-- WHAT IS NEEDED --
Revise everything from the line containing "Each instance of the white flyer" down to the end of the material, changing "cardboard box" to "wooden crate" and leaving all else as it stands. Reproduce only those lines.

-- PROVIDED MATERIAL --
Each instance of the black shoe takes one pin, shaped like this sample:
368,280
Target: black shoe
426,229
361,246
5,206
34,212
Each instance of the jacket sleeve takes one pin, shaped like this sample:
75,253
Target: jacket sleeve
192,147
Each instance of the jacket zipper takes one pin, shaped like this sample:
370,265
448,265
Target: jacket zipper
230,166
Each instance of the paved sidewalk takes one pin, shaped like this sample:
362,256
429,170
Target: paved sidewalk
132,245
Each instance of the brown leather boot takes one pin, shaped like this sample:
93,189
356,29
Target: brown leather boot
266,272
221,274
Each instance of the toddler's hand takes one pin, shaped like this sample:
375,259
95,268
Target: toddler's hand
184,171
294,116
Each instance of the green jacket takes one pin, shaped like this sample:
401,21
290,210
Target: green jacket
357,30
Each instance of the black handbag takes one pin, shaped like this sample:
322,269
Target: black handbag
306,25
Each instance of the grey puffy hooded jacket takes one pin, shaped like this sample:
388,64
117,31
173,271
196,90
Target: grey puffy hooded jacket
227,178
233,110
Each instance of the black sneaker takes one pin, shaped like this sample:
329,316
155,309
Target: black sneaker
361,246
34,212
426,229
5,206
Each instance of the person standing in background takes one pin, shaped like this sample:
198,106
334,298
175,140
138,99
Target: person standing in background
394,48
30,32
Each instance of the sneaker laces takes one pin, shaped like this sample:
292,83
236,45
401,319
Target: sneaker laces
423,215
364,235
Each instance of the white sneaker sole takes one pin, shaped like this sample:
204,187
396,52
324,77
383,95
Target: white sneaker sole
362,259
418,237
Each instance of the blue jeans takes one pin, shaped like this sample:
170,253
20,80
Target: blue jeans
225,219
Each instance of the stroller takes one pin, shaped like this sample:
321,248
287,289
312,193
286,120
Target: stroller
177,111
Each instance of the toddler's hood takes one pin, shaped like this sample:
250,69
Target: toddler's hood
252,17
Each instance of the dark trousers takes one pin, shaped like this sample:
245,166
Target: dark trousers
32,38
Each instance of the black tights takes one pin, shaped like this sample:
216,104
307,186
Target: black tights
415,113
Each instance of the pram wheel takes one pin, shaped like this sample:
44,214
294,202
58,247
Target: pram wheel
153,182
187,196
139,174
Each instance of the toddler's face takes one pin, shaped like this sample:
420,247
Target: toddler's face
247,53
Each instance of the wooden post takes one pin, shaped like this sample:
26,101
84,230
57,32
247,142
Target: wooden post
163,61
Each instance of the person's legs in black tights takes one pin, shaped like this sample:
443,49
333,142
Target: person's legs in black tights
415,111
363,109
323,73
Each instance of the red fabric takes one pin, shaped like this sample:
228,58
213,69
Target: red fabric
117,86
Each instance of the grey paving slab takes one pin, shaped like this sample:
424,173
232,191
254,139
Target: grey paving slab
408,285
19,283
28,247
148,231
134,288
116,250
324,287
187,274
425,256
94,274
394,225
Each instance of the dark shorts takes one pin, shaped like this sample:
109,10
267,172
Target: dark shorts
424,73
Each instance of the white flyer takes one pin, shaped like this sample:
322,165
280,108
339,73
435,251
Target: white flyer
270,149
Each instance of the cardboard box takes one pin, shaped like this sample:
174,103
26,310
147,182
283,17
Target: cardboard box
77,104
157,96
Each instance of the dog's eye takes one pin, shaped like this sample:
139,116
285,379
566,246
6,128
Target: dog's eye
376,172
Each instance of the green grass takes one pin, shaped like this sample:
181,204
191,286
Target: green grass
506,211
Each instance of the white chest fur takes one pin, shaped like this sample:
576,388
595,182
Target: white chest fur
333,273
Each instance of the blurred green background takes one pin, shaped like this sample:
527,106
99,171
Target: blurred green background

-- CORRECT ANSWER --
Each instance of the white flyer takes one pin, shaped like this sample:
322,165
280,108
339,73
435,251
Target: white flyer
270,149
Each instance of the wooden crate takes one pin, shaped like this sample:
174,103
26,310
147,182
283,17
Target: wooden crate
77,104
157,96
Each instance of the dog's eye takes one pin, shaped like this sample:
139,116
285,379
566,246
6,128
Target: dog's eye
376,172
Each instance of the green grass takes one pin, shaped like this sample:
181,204
191,286
Target: green grass
506,211
Each instance of the white chest fur takes one pin, shaped like this sample:
576,388
595,182
Target: white chest fur
333,273
Each instance of the blurred green background takes one pin, shaped like this sample:
527,106
99,171
Target: blurred green background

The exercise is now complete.